=== Problems to work on ===
1 – In the comment thread, what kind of testing does the commenter testthetest say gives their team the most confidence?
2 – Write out the part of the comment thread from "pinoy420 - 2" up to and including "by a human.".
3 – Decide whether each statement agrees with the comment thread, and back each answer with the deciding words from it:
(a) The commenter j_w recommends writing interfaces for the "untestable" portions so they can be mocked.
(b) The commenter cloogshicer holds that a more testable system is always easier to understand.
(c) The commenter somewhereoutth says that anything used by a human can be tested by a machine.

Text passage START

Can we test it? Yes, was can [video]

youtube.com

78 points by zdw 5 days ago


cloogshicer - 2 days ago

I think what people really mean when they say "This can't be tested" is:

"The cost of writing these tests outweighs the benefit", which often is a valid argument, especially if you have to do major refactors that make the system overall more difficult to understand.

I do not agree with test zealots that argue that a more testable system is always also easier to understand, my experience has been the opposite.

Of course there are cases where this is still worth the trade-off, but it requires careful consideration.

j_w - 2 days ago

My takeaway from this is that when you have a system or feature that "can't be tested" that you should try to isolate the "untestable" portions to increase what you can test.

The "untestable" portions of a code base often gobble up perfectly testable functionality, growing the problem. Write interfaces for those portions so you can mock them.

testthetest - 2 days ago

The ROI on unit tests, as well as the answer to "Can we test it?" is changing fast in the age of AI.

1. AI is making unit tests nearly free. It's a no-brainer to ask Copilot/Cursor/insert-your-tool-here to include tests with your code. The bonus is that it forces better habits like dependency injection just to make the AI's job possible. This craters the "cost" side of the equation for basic coverage.

2. At the same time, software is increasingly complex: a system of a frontend, backend, 3rd-party APIs, mobile clients, etc. A million passing unit tests and 100% test coverage mean nothing in a world when a tiny contract change breaks the whole app. In our experience the thing that gives us the most confidence is black-box, end-to-end testing that tests things exactly as a real user would see them.

devjab - 2 days ago

I don't think anyone ever regretted doing a test but runtime assertions are so much better because they deal with issues when they happen, rather than trying to predict potential failures. This was probably forgotten as interpreted languages became more popular, but hopefully we're going to see a return to less "developer focused" ways of dealing with errors, so that your pacemaker doesn't stop because someone forgot to catch the exception they didn't think could happen with their 100% coverage.

webdevver - 2 days ago

i thought that's what customers were for?

borg16 - a day ago

shout out to "A tribe called Quest" for the title (my guess)

diggan - 2 days ago

Seems like blog spam, the actual content (presentation/talk) is at: https://www.youtube.com/watch?v=MqC3tudPH6w

aspenmayer - 2 days ago

When this happens, how do you determine who gets the karma? Is it right and just and logical for OP to get karma for submitting a URL that HN readers didn't visit after being updated by mods, or for OP to get karma previously for a URL that was deemed lacking with regards to the guidelines? It seems like they should get one or the other, but not both.

Just some food for thought. The reason I mention it, is that a person who has been commented upon by me previously for using scripts submitted this before OP, and if precedent holds, they should get the karma, not OP. But they have been commented upon by mods for having used scripts, but somehow haven't been banned for doing so, because dang has supposedly interacted with them/spoken with them, as if that could justify botting. But I digress.

To wit:

https://news.ycombinator.com/item?id=44449650

pinoy420 - 2 days ago

[dead]

somewhereoutth - 2 days ago

My feeling on testing:

- If it is used by a machine, then it can be tested by a machine.

- If it is used by a human, then it must be tested by a human.

Text passage END
Available data START

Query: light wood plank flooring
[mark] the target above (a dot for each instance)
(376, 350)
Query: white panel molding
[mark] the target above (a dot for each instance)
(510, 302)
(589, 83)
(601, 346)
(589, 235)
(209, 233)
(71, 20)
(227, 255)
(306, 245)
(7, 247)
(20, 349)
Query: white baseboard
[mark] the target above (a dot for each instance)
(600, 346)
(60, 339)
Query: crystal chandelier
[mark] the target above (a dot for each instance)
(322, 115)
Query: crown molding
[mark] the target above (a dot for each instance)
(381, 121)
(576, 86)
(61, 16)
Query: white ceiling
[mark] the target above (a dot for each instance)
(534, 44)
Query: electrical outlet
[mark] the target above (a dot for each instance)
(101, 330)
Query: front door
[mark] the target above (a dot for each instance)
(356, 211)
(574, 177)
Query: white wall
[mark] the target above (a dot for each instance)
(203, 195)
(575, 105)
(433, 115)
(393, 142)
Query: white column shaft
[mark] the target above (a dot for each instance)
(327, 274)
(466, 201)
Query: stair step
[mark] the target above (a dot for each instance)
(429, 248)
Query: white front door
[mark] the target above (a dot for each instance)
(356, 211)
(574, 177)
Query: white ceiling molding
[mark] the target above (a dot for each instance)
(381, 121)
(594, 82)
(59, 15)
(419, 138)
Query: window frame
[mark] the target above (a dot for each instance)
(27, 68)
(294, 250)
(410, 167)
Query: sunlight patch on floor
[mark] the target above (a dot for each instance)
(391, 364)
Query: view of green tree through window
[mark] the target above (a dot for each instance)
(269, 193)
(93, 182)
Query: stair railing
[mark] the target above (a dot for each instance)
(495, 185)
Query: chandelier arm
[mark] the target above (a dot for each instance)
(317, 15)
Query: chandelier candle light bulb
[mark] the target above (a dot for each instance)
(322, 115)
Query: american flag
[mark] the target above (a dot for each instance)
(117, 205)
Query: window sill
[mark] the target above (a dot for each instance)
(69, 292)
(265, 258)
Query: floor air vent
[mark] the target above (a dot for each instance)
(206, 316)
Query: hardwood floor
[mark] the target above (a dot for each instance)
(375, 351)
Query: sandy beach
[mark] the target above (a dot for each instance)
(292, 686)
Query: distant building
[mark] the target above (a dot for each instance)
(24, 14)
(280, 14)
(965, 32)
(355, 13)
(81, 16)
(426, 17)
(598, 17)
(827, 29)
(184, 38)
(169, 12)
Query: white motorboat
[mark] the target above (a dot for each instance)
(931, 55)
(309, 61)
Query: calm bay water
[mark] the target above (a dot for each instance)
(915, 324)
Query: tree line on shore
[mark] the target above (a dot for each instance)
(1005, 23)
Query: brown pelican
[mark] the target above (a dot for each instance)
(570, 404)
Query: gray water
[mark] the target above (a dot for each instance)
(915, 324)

Available data END

=== Task solutions ===
1 – Black-box, end-to-end testing that tests things exactly as a real user would see them.

2 –
pinoy420 - 2 days ago

[dead]

somewhereoutth - 2 days ago

My feeling on testing:

- If it is used by a machine, then it can be tested by a machine.

- If it is used by a human, then it must be tested by a human.

3 –
(a) Yes: "Write interfaces for those portions so you can mock them."
(b) No: "I do not agree with test zealots that argue that a more testable system is always also easier to understand, my experience has been the opposite."
(c) No: "If it is used by a human, then it must be tested by a human."